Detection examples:
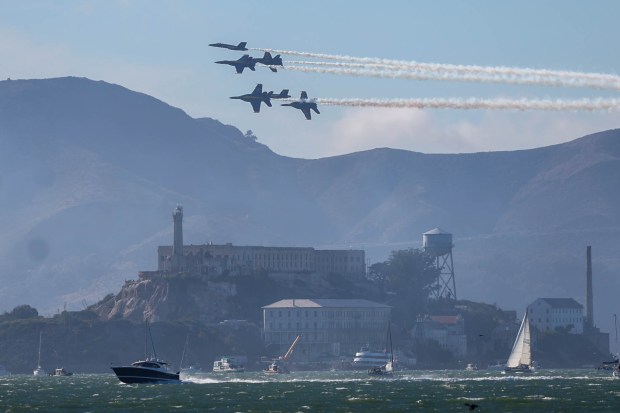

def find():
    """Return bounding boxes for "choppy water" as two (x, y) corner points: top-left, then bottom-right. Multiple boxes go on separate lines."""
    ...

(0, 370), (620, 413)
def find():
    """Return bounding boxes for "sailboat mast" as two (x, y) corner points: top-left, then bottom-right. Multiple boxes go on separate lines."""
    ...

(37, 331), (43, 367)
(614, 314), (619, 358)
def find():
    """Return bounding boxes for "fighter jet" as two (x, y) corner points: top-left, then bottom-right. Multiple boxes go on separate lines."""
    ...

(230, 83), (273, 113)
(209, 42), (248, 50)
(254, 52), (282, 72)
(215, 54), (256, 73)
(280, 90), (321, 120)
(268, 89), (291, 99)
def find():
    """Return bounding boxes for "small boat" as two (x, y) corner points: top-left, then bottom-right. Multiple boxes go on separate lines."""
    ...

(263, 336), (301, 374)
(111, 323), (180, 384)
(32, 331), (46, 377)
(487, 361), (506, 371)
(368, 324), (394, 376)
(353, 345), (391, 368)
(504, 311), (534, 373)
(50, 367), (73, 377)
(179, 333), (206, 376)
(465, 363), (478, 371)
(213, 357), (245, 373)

==

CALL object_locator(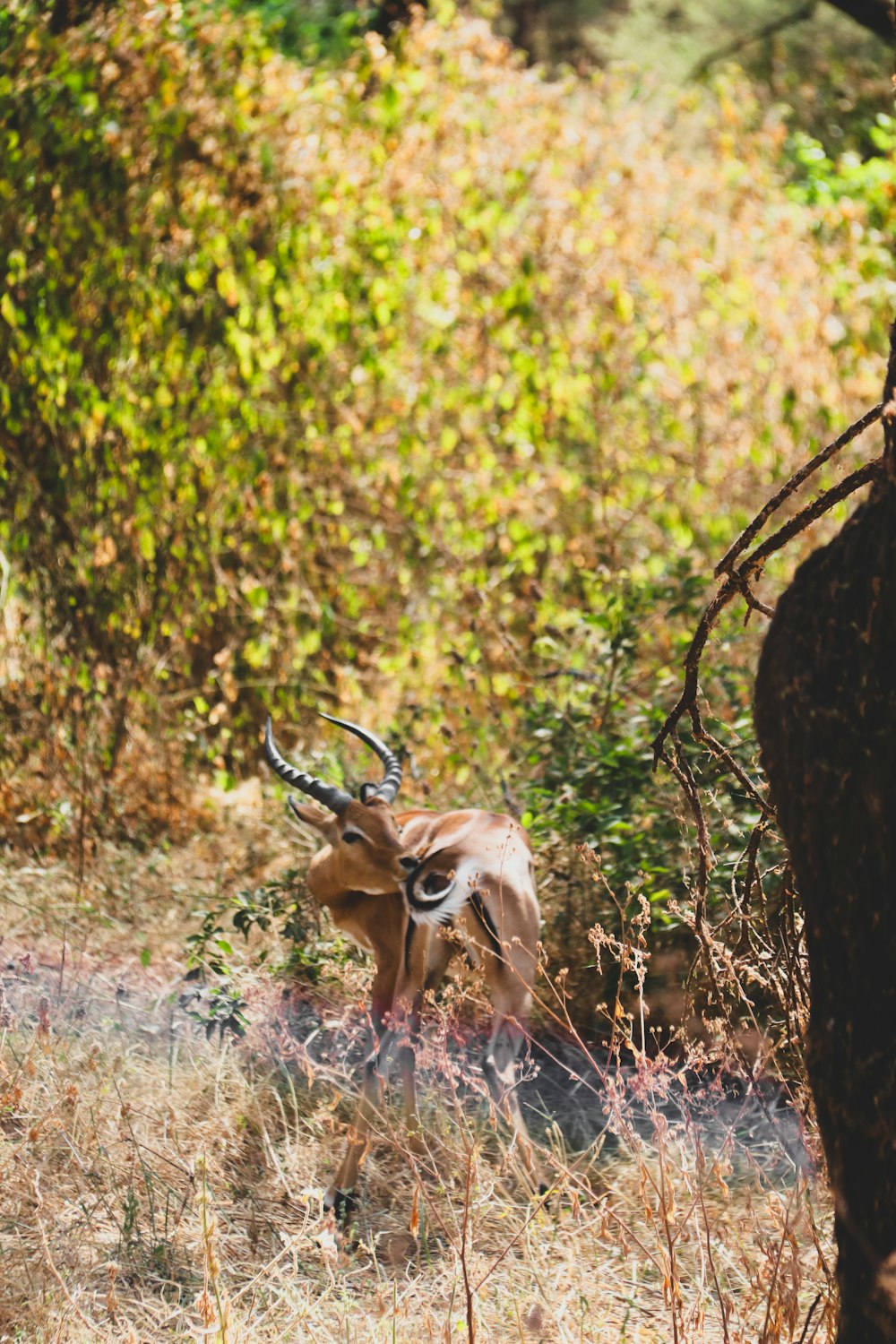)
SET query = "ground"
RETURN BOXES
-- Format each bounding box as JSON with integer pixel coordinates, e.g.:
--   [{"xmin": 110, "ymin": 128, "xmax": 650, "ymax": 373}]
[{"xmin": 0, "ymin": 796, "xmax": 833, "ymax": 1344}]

--

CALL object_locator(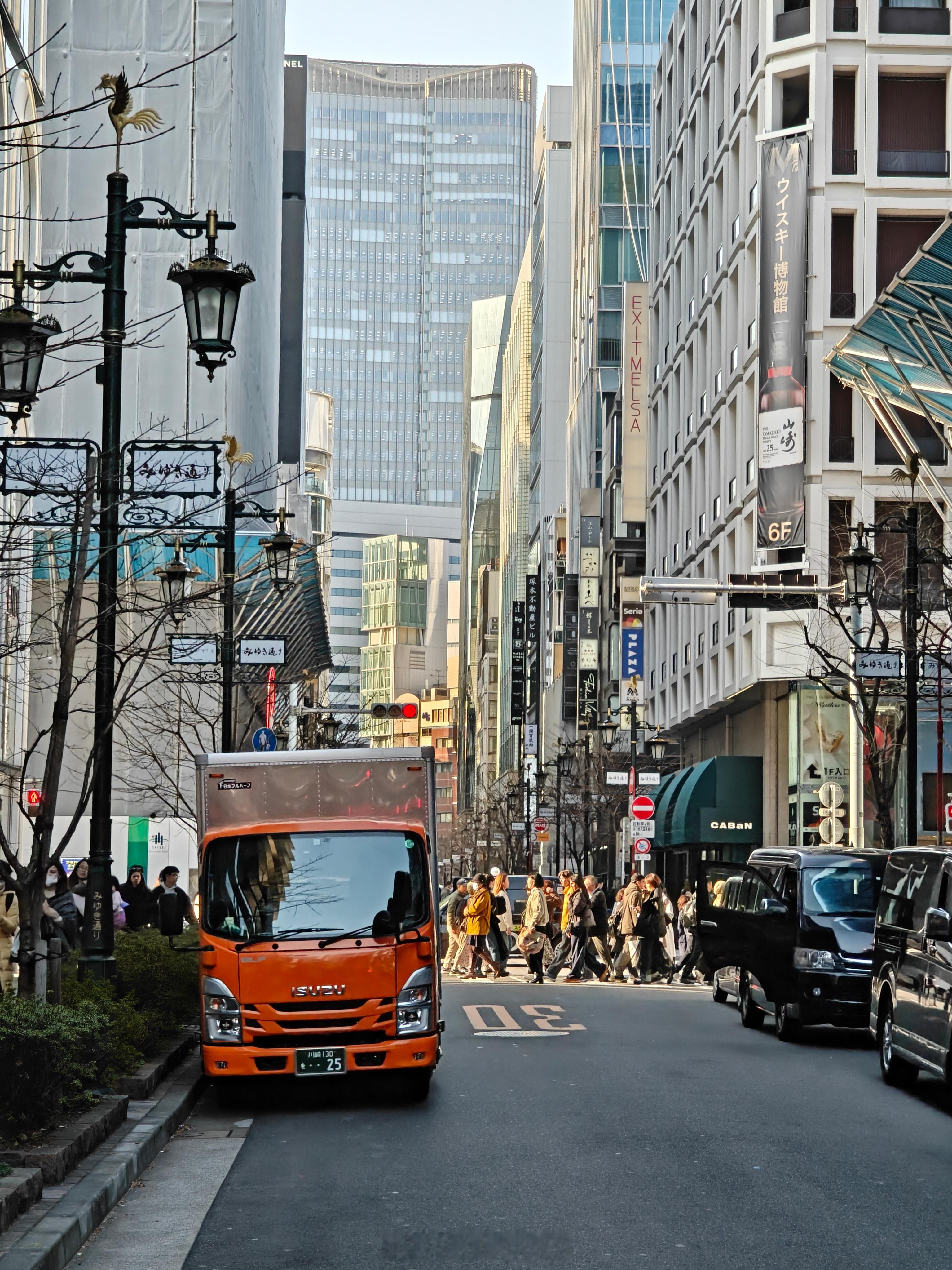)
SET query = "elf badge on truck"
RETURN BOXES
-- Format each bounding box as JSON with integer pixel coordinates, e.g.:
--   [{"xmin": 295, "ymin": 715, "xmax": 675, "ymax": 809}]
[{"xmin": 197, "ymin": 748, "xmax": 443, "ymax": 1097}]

What you are asked to do: From the data above, pull out every line that contains the string "ymin" and list those lines.

Solution for this problem:
--   [{"xmin": 110, "ymin": 128, "xmax": 650, "ymax": 373}]
[{"xmin": 0, "ymin": 796, "xmax": 833, "ymax": 1344}]
--   [{"xmin": 295, "ymin": 715, "xmax": 675, "ymax": 809}]
[{"xmin": 197, "ymin": 748, "xmax": 443, "ymax": 1097}]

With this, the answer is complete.